→ **EXERCISE REQUIREMENTS**:
Among the entries below, find every line that contains the string "field", then copy it.

→ **SUPPLIED DATA**:
● ● ●
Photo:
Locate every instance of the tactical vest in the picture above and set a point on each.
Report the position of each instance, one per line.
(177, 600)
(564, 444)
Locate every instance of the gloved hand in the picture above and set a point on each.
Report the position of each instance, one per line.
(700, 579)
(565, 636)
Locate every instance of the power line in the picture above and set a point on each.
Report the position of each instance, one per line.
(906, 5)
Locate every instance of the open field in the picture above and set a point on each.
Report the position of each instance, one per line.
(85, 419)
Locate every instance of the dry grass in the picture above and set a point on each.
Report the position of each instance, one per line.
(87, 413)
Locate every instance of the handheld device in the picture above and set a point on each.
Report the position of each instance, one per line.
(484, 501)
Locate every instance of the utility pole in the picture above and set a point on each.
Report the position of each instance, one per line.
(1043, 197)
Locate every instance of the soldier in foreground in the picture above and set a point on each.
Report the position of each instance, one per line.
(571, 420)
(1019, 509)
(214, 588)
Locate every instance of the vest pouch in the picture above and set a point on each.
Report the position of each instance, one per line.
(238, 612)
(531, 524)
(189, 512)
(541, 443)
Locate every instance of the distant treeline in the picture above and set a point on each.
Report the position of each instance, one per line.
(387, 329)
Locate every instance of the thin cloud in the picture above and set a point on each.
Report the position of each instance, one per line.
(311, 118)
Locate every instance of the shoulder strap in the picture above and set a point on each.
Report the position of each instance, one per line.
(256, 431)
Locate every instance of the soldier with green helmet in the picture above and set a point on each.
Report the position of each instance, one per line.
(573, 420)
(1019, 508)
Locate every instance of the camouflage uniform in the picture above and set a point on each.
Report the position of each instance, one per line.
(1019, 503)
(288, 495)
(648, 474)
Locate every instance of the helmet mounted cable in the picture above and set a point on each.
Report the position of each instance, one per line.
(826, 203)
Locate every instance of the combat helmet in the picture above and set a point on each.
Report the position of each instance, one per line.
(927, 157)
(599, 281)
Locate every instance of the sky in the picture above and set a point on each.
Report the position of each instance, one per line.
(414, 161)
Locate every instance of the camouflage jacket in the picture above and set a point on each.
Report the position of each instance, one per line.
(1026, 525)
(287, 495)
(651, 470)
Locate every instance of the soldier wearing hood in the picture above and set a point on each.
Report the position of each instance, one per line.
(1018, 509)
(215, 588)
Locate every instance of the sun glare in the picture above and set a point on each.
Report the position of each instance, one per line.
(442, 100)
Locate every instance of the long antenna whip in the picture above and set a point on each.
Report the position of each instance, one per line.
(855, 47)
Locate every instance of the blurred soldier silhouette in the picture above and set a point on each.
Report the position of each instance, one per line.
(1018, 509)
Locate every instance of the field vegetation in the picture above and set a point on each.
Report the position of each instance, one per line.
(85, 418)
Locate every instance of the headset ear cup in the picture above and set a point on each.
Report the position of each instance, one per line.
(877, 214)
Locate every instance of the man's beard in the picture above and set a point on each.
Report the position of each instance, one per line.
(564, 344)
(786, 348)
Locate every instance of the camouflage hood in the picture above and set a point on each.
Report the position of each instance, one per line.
● ● ●
→ **EXERCISE RESPONSE**:
Locate every instance of the open field in the picture above and set a point on each.
Locate every instance of the field vegetation in the picture above and set a point on each.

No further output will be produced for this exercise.